» **QUÉ SE PIDE**
Extrae todas las líneas del listado y reprodúcelas sin cambiar ni un solo carácter.

» **Líneas de datos**
* * * * *
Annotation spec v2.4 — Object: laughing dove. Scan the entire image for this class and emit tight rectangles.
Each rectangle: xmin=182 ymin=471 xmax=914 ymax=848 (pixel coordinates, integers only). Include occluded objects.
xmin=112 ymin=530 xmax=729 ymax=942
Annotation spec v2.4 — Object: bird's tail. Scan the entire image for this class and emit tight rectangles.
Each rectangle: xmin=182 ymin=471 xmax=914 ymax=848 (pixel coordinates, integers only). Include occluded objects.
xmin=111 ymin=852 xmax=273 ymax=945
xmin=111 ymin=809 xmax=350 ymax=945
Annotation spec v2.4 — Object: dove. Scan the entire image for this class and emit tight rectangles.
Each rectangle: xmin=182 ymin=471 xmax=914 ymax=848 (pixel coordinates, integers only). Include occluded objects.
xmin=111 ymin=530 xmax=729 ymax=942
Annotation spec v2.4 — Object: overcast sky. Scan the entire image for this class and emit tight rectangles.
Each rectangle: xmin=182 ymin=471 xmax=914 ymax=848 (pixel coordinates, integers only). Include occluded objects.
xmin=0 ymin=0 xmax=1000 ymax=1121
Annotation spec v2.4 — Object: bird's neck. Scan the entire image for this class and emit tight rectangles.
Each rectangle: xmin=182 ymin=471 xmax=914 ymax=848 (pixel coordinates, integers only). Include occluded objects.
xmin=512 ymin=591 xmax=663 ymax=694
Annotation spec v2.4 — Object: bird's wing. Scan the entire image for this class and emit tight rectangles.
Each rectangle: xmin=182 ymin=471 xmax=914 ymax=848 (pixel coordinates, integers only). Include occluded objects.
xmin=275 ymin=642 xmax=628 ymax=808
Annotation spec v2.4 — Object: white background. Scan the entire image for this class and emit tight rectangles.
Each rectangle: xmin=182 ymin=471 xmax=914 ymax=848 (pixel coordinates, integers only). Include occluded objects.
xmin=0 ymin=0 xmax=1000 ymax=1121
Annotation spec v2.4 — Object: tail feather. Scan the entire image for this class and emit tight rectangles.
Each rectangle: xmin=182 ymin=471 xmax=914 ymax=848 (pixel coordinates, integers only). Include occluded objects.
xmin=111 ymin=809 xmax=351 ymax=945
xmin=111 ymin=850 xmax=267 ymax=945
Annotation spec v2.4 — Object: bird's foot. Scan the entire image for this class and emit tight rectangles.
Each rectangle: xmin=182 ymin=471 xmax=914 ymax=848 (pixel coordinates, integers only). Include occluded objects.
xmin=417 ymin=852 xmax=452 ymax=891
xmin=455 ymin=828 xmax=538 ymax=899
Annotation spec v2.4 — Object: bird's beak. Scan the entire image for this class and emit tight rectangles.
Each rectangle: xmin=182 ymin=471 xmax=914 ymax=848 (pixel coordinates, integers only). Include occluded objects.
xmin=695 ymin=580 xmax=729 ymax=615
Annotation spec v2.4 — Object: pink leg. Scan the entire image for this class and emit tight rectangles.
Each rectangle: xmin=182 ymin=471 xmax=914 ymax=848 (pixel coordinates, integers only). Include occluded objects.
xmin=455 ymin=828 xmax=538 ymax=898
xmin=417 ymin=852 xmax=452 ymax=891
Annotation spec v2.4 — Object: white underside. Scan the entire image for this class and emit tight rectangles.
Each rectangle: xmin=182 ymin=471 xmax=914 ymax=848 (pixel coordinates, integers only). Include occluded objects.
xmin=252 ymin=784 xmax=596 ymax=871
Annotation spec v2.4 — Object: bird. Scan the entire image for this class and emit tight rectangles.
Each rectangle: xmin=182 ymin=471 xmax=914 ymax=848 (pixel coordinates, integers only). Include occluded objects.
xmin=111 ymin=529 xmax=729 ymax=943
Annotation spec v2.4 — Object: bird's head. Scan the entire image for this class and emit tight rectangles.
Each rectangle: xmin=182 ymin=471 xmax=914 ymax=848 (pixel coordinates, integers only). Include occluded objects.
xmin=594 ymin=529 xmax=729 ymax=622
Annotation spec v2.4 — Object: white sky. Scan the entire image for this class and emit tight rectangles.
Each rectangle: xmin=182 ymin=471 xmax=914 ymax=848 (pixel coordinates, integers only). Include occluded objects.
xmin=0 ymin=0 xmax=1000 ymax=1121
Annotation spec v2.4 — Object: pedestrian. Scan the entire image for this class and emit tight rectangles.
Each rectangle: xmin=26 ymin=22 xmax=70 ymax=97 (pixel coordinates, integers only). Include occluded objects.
* * * * *
» **SOLUCIÓN DEL EJERCICIO**
Annotation spec v2.4 — Object: laughing dove. Scan the entire image for this class and emit tight rectangles.
Each rectangle: xmin=182 ymin=471 xmax=914 ymax=848 (pixel coordinates, integers only). Include occluded objects.
xmin=112 ymin=530 xmax=729 ymax=942
Annotation spec v2.4 — Object: bird's tail. Scan the entire image for this class and emit tight rectangles.
Each rectangle: xmin=182 ymin=471 xmax=914 ymax=848 (pixel coordinates, integers only). Include occluded objects.
xmin=111 ymin=852 xmax=273 ymax=945
xmin=111 ymin=809 xmax=350 ymax=945
Annotation spec v2.4 — Object: dove. Scan the entire image for this class and emit tight rectangles.
Each rectangle: xmin=182 ymin=471 xmax=914 ymax=848 (pixel coordinates, integers only). Include occluded objects.
xmin=111 ymin=530 xmax=729 ymax=942
Annotation spec v2.4 — Object: overcast sky. Scan the entire image for this class and emit tight rectangles.
Each rectangle: xmin=182 ymin=471 xmax=914 ymax=848 (pixel coordinates, integers only). Include occluded objects.
xmin=0 ymin=0 xmax=1000 ymax=1121
Annotation spec v2.4 — Object: bird's neck. Scan the entire image for this class and emit tight rectangles.
Each rectangle: xmin=182 ymin=471 xmax=914 ymax=848 (pixel coordinates, integers only). Include occluded objects.
xmin=512 ymin=591 xmax=663 ymax=694
Annotation spec v2.4 — Object: bird's wing. Scan the entire image for this class and emit tight rectangles.
Each rectangle: xmin=182 ymin=471 xmax=914 ymax=848 (pixel coordinates, integers only). Include occluded objects.
xmin=275 ymin=642 xmax=628 ymax=808
Annotation spec v2.4 — Object: white background. Scan the entire image for this class and emit tight rectangles.
Each rectangle: xmin=182 ymin=471 xmax=914 ymax=848 (pixel coordinates, integers only). Include occluded objects.
xmin=0 ymin=0 xmax=1000 ymax=1121
Annotation spec v2.4 — Object: tail feather. Scan the entire image for this class and emit tight rectangles.
Each rectangle: xmin=182 ymin=471 xmax=914 ymax=848 (pixel coordinates, integers only). Include occluded objects.
xmin=111 ymin=809 xmax=351 ymax=945
xmin=111 ymin=850 xmax=267 ymax=945
Annotation spec v2.4 — Object: bird's foot. Scan the entire image for this class and emit tight rectangles.
Each rectangle: xmin=182 ymin=471 xmax=914 ymax=848 (pixel coordinates, integers only). Include occluded objects.
xmin=417 ymin=852 xmax=452 ymax=891
xmin=455 ymin=828 xmax=538 ymax=899
Annotation spec v2.4 — Object: bird's beak. Scan the entire image for this class and emit tight rectangles.
Each rectangle: xmin=182 ymin=471 xmax=914 ymax=848 (pixel coordinates, integers only). Include occluded objects.
xmin=695 ymin=580 xmax=729 ymax=615
Annotation spec v2.4 — Object: pink leg. Scan the entire image for this class and emit tight rectangles.
Each rectangle: xmin=182 ymin=471 xmax=914 ymax=848 (pixel coordinates, integers only). Include occluded objects.
xmin=455 ymin=828 xmax=538 ymax=898
xmin=417 ymin=852 xmax=452 ymax=891
Annotation spec v2.4 — Object: white underside. Scan the entire image for this class and emit tight rectangles.
Each rectangle: xmin=182 ymin=471 xmax=914 ymax=848 (pixel coordinates, integers only). Include occluded objects.
xmin=252 ymin=784 xmax=596 ymax=871
Annotation spec v2.4 — Object: bird. Scan the entire image for this class and emit tight rectangles.
Each rectangle: xmin=182 ymin=471 xmax=914 ymax=848 (pixel coordinates, integers only). Include occluded objects.
xmin=111 ymin=529 xmax=729 ymax=943
Annotation spec v2.4 — Object: bird's head. Scan the entire image for this class and emit tight rectangles.
Each rectangle: xmin=182 ymin=471 xmax=914 ymax=848 (pixel coordinates, integers only). Include occluded objects.
xmin=594 ymin=529 xmax=729 ymax=622
Annotation spec v2.4 — Object: white sky. Scan the entire image for this class and emit tight rectangles.
Each rectangle: xmin=182 ymin=471 xmax=914 ymax=848 (pixel coordinates, integers only). Include occluded objects.
xmin=0 ymin=0 xmax=1000 ymax=1121
Annotation spec v2.4 — Object: pedestrian. Scan the entire image for this class and emit tight rectangles.
Each rectangle: xmin=26 ymin=22 xmax=70 ymax=97 (pixel coordinates, integers only). Include occluded objects.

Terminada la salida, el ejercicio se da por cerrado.